**Activity:** For the records below, tally the lines that include the word "driver" and give only the tally.

**Extracted information:**
━━━━
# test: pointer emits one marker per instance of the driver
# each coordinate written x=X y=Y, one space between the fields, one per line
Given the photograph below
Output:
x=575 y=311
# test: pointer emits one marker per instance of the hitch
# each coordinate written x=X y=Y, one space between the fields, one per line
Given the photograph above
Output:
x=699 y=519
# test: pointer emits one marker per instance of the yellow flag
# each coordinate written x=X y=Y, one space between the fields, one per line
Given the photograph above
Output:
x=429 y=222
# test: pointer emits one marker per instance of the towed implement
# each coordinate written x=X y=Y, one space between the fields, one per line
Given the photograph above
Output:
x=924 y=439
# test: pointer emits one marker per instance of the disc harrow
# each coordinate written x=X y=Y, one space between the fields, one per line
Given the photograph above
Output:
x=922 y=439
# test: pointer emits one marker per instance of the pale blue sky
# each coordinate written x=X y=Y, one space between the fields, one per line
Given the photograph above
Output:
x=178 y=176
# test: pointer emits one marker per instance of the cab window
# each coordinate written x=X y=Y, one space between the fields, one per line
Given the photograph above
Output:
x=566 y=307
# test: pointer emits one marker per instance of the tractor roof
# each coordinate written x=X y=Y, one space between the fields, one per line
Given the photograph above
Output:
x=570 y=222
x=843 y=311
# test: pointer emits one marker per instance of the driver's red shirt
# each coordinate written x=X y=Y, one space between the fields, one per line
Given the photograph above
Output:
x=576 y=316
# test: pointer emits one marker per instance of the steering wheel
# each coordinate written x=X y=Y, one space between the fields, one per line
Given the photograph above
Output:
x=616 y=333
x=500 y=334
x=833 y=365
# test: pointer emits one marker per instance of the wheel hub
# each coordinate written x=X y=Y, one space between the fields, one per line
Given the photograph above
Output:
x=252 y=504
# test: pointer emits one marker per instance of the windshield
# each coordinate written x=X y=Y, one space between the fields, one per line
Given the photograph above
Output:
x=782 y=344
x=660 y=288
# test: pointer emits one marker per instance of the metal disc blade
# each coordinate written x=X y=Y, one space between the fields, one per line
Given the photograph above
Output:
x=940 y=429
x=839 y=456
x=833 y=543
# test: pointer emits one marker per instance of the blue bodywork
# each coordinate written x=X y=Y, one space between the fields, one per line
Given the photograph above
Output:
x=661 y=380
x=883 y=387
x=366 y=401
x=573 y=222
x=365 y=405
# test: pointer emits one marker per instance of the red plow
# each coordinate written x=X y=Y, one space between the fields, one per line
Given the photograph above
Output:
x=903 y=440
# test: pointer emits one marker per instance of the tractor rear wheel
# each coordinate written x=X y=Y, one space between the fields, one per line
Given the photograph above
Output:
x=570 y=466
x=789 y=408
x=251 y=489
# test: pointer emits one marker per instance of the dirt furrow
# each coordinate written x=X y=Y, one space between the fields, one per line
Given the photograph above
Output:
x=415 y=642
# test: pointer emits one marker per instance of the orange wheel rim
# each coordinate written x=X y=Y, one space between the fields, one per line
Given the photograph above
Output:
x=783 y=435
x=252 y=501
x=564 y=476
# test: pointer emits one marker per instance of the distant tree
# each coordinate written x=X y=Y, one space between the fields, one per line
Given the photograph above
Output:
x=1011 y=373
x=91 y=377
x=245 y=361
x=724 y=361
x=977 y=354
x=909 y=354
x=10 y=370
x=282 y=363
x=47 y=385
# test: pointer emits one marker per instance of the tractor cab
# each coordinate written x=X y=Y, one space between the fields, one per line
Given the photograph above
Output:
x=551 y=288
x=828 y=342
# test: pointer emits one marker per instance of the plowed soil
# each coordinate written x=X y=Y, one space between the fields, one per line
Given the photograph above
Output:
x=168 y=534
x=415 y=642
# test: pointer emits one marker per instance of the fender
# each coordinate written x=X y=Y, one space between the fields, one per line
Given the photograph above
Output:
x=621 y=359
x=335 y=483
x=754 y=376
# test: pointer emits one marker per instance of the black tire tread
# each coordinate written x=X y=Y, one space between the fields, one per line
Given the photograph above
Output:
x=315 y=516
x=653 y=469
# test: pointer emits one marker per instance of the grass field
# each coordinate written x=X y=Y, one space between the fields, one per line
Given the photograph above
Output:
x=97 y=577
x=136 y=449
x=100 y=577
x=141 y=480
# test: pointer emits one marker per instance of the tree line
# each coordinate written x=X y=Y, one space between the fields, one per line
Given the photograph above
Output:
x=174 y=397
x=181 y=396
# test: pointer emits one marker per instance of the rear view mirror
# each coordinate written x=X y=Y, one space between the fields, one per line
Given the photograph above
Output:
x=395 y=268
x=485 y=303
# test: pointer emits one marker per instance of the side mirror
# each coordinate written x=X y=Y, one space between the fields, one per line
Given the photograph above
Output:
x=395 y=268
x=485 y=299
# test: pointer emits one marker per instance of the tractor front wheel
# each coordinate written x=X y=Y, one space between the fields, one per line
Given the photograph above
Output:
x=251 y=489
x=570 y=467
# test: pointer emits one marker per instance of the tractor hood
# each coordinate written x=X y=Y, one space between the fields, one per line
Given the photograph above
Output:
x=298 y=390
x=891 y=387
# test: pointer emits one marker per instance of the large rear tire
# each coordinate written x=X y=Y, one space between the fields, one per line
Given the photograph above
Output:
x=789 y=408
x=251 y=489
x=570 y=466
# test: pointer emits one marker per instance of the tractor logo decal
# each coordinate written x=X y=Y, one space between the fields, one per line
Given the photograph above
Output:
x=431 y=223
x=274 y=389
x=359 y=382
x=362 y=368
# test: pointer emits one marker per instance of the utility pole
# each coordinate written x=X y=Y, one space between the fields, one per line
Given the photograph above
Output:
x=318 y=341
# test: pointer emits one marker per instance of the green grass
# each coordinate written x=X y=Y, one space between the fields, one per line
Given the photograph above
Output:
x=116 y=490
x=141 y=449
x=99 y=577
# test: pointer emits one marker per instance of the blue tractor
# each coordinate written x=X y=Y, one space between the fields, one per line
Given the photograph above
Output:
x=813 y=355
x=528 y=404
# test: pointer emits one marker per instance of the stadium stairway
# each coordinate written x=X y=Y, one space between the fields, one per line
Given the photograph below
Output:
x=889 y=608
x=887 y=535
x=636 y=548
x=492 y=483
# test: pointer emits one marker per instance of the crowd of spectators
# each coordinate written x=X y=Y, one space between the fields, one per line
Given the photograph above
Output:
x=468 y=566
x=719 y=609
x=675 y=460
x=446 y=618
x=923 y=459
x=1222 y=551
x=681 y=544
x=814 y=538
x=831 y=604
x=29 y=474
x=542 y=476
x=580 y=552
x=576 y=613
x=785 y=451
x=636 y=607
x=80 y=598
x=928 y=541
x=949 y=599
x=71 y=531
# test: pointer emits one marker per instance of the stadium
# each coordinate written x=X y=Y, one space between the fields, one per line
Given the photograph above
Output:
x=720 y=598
━━━━
**Solution:** 2